**Written instruction**
Find every line in the data that contains the string "blurred" and copy each one in full. Case counts.

**Raw data**
** start **

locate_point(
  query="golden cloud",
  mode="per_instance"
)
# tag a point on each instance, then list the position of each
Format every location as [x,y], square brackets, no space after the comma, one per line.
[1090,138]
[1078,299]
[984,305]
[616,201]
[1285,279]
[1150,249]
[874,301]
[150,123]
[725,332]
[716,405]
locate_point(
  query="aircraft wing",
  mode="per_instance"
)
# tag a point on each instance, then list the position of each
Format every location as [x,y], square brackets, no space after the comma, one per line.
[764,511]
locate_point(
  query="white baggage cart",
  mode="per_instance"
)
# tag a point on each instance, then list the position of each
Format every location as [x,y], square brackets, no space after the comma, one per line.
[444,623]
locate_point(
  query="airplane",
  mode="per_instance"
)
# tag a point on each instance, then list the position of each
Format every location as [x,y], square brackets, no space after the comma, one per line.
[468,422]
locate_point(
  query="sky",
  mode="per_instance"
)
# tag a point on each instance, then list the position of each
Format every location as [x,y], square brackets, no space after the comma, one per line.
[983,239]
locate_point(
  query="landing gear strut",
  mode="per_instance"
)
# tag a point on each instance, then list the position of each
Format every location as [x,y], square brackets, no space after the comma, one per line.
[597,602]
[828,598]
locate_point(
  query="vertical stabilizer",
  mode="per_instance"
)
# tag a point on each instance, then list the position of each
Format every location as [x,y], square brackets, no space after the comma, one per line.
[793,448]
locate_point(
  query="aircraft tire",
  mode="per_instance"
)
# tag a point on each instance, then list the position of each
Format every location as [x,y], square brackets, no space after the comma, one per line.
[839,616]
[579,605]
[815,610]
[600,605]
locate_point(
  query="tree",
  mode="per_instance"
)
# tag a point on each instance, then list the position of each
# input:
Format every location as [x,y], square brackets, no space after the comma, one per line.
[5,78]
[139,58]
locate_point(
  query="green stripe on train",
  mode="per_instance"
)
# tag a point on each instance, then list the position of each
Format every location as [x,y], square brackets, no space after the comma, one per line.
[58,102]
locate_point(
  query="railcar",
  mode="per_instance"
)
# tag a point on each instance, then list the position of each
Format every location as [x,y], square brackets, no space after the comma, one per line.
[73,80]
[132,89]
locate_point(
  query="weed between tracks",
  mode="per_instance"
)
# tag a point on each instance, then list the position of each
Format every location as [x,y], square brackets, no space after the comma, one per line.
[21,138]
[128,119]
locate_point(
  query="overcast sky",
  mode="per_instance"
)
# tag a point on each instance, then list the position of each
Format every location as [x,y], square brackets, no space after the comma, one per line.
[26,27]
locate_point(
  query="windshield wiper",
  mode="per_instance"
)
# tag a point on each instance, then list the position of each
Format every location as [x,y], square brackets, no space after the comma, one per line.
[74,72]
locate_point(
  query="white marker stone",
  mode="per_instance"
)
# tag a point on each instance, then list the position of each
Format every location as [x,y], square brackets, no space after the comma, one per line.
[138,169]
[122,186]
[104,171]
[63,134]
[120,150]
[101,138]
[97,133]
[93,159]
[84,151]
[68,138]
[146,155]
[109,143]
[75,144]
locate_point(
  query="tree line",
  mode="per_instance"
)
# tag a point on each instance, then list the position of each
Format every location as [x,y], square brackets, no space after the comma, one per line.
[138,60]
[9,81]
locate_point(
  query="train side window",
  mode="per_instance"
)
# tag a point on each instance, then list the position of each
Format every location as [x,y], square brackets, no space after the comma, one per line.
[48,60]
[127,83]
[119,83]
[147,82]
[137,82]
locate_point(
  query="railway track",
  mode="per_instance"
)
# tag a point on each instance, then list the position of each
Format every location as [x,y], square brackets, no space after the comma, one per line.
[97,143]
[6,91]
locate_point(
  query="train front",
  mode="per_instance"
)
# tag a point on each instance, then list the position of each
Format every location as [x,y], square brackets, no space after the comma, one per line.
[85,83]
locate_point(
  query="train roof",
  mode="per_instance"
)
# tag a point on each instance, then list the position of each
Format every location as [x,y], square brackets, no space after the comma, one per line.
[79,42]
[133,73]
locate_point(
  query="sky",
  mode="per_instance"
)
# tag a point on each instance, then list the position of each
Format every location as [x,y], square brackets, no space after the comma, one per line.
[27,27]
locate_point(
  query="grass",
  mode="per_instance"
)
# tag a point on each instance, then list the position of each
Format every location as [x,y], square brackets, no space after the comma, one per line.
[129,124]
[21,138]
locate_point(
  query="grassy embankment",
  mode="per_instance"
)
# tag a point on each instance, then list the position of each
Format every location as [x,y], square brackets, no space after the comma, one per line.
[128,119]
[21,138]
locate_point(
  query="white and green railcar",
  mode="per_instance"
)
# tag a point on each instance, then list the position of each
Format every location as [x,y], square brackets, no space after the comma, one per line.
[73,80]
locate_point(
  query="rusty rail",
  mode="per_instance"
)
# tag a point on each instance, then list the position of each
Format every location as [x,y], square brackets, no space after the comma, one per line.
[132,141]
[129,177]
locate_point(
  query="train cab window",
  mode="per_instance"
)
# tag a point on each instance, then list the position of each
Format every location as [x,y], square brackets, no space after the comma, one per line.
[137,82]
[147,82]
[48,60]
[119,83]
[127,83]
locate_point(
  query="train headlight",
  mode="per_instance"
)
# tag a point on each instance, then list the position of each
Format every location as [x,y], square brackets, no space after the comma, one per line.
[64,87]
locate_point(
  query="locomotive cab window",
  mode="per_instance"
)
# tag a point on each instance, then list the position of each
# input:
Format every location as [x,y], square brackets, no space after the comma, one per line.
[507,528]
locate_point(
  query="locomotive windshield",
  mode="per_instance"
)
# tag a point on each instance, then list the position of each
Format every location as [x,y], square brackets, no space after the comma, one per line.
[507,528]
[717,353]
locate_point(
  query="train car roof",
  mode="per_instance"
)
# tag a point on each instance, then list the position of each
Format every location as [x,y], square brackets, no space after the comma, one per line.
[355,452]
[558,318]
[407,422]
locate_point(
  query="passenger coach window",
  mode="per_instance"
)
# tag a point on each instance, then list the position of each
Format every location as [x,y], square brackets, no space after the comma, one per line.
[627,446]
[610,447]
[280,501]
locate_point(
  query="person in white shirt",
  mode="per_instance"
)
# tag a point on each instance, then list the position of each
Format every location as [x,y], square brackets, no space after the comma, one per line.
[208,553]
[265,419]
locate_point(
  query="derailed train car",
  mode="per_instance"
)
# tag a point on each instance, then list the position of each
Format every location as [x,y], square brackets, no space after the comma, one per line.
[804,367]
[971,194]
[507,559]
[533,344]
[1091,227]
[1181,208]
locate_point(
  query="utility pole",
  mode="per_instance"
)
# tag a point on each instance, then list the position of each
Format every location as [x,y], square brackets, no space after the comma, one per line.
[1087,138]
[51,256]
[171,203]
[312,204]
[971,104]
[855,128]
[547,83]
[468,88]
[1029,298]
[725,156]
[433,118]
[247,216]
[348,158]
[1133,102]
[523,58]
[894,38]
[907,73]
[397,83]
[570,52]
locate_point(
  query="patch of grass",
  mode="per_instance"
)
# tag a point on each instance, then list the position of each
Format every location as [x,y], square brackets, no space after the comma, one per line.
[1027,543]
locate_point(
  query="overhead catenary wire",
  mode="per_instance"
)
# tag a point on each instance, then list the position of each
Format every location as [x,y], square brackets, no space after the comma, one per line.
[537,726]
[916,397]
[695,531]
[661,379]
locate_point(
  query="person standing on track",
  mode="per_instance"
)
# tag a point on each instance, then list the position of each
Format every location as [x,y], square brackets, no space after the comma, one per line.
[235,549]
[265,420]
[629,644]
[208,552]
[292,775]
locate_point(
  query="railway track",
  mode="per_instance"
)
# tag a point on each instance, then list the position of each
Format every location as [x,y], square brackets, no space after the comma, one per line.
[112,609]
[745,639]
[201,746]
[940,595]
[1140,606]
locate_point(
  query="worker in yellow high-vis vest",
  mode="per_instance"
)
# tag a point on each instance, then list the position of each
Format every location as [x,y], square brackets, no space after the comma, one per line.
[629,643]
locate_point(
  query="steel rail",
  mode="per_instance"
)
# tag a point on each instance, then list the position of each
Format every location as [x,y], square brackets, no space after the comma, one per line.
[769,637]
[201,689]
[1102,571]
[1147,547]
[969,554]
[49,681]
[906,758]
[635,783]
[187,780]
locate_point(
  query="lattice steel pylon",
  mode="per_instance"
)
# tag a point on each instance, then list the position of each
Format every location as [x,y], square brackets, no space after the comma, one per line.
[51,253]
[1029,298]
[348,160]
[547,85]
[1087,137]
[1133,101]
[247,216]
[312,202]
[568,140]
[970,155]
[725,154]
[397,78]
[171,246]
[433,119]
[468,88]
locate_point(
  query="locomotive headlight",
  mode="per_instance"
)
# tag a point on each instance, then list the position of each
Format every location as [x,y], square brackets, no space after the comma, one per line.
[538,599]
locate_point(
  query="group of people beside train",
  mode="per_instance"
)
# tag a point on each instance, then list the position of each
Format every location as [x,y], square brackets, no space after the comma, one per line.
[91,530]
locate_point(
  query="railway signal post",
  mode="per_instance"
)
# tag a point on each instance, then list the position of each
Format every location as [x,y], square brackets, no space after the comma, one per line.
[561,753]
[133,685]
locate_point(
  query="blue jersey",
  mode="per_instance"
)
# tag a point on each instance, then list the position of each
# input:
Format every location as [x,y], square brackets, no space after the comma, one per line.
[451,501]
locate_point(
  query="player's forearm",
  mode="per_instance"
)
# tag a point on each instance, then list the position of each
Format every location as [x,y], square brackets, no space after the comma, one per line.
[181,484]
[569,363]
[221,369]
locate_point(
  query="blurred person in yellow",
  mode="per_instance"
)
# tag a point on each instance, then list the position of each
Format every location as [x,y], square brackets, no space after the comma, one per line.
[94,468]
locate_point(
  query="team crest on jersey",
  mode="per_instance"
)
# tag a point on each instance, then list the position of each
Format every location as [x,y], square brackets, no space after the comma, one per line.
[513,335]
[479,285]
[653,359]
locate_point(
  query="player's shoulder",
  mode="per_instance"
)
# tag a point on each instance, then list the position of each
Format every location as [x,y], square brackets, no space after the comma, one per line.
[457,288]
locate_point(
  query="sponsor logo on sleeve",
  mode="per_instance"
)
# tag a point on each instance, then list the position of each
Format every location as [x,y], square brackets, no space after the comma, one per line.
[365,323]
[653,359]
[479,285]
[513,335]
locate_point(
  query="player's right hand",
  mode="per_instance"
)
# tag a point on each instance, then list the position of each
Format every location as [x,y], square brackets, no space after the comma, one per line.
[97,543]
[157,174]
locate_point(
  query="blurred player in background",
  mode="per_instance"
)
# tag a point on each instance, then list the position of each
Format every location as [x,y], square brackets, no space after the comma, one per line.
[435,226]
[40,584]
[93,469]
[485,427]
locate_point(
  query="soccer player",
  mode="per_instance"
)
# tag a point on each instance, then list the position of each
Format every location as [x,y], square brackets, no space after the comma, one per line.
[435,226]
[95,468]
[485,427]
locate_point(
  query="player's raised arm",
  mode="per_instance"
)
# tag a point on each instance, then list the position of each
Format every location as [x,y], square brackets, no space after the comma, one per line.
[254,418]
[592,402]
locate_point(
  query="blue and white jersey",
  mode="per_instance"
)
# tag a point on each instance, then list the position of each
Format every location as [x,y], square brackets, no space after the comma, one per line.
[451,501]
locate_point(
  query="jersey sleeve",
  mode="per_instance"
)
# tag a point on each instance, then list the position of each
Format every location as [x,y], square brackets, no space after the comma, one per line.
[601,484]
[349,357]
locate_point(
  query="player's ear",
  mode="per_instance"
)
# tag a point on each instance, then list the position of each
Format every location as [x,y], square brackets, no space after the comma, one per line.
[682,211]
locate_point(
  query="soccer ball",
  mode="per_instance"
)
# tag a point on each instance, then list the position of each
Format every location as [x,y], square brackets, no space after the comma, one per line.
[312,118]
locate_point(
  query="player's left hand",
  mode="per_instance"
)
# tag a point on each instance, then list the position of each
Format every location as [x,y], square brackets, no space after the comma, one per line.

** end **

**Full response**
  query="blurred person in yellow",
  query="blurred player in background",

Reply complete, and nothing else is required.